#### Directions:
**A.** Answer these questions about the article on Grifols' purchase of the Novartis unit, one answer per line:
(i) What price in dollars did Grifols agree to pay?
(ii) In which period does the firm hope to finalize the acquisition?
(iii) Which banks subscribed the bridging loan?
**B.** Write the next part of the article on Grifols' purchase of the Novartis transfusion diagnostics unit, picking up after its final sentence.

Grifols acquires Novartis diagnostic unit for €1.24 billion

The market reacted favorably to the news with the firm’s share price rising 4.54 percent

Barcelona-based healthcare multinational Grifols has agreed to acquire the transfusion diagnostics unit of Swiss firm Novartis for $1.675 billion — around 1.240 billion euros — the company announced Monday. The firm hopes to be able to finalize the acquisition in the first quarter of 2014.

The market reacted favorably to the news with Grifols’ share price rising 4.54 percent to 32.36 euros to lead Ibex 35 index gains on Monday.

The acquisition will allow Grifols to significantly increase sales and EBITDA in the first year, said the firm, while admitting the transaction would also “moderately” increase its debt. But it added that this would be canceled out by a greater ability to generate cash flows.

The company will finance the operation via a $1.5-billion (1.122-billion-euro) bridging loan fully subscribed in equal parts by Nomura, BBVA and Morgan Stanley.

#### Data to examine:
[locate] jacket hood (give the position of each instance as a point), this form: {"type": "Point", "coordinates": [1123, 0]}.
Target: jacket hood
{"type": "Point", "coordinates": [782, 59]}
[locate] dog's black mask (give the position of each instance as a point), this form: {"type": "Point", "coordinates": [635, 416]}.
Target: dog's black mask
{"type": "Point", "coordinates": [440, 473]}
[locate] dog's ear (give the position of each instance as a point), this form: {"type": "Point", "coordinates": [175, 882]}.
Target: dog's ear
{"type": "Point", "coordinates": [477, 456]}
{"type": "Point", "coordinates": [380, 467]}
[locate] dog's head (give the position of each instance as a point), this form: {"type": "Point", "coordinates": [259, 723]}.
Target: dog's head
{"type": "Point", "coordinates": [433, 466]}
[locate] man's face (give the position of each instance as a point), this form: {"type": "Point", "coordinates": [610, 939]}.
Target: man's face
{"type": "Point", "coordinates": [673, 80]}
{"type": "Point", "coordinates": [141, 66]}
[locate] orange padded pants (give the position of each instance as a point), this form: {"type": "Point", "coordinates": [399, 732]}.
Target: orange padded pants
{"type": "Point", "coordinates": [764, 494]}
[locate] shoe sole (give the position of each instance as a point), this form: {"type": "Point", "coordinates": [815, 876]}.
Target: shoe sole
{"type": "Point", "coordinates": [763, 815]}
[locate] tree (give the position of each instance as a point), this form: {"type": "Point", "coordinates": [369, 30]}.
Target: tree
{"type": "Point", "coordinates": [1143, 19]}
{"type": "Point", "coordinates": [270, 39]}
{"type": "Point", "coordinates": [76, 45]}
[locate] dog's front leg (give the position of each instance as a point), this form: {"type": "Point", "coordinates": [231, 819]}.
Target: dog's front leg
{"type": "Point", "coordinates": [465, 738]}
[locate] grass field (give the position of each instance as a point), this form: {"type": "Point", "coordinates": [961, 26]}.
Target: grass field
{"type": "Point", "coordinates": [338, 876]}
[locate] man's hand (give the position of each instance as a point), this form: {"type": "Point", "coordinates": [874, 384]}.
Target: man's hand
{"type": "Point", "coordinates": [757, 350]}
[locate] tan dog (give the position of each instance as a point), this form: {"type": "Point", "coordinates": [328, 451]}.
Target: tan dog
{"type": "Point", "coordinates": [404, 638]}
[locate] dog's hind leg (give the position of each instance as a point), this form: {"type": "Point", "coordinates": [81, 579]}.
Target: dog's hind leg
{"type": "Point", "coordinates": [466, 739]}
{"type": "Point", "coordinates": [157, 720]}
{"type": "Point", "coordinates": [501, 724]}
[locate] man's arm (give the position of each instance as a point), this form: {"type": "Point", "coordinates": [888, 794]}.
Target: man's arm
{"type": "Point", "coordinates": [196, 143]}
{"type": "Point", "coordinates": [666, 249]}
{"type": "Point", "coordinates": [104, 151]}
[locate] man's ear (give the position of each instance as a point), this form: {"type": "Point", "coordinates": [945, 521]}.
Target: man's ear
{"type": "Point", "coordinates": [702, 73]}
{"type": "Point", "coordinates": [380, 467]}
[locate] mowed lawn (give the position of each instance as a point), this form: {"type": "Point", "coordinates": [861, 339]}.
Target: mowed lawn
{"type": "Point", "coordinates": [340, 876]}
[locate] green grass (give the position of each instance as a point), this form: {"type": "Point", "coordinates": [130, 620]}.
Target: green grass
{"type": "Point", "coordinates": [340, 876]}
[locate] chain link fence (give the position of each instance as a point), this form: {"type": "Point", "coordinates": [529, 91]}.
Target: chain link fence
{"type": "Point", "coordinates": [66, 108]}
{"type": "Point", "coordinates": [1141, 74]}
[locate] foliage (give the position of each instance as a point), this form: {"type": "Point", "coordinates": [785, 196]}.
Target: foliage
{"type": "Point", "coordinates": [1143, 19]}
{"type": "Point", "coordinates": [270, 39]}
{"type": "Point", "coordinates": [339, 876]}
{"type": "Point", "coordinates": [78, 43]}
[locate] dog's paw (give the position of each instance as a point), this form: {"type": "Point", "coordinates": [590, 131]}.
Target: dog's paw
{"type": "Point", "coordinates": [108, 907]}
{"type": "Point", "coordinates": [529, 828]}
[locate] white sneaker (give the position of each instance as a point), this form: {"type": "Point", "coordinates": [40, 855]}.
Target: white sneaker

#### Answers to the exercises:
**A.**
(i) $1.675 billion
(ii) The first quarter of 2014
(iii) Nomura, BBVA and Morgan Stanley

**B.**
Grifols said the transaction was part of its strategy of complementing its range of plasma protein therapies with other diagnostic products and services. After the closing of the operation, it estimates pro-forma total annual revenues for its Diagnostic Division will approach $1.0 billion (740 million euros), including royalties, accounting for 20 percent of the company’s total earnings, compared with 4 percent currently. Grifols is one of the Spanish firms that has best ridden out the crisis thanks to its international reach and the specialization of its products.